EXERCISE:
Select each line of the material below that contains the string "fill", treating uppercase and lowercase letters as distinct.

DATA TO USE:
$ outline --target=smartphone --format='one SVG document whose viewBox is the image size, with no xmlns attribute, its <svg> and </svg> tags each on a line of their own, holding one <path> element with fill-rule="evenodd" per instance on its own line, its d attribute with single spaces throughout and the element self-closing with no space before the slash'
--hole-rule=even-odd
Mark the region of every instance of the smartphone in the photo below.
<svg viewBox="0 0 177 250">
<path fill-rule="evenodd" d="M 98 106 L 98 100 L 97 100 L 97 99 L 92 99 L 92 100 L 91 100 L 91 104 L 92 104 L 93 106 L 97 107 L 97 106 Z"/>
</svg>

WORKED ANSWER:
$ outline --target=smartphone --format='one SVG document whose viewBox is the image size, with no xmlns attribute, its <svg> and </svg> tags each on a line of their own, holding one <path> element with fill-rule="evenodd" per instance on its own line, its d attribute with single spaces throughout and the element self-closing with no space before the slash'
<path fill-rule="evenodd" d="M 98 106 L 98 100 L 97 100 L 97 99 L 92 99 L 92 100 L 91 100 L 91 104 L 92 104 L 93 106 L 97 107 L 97 106 Z"/>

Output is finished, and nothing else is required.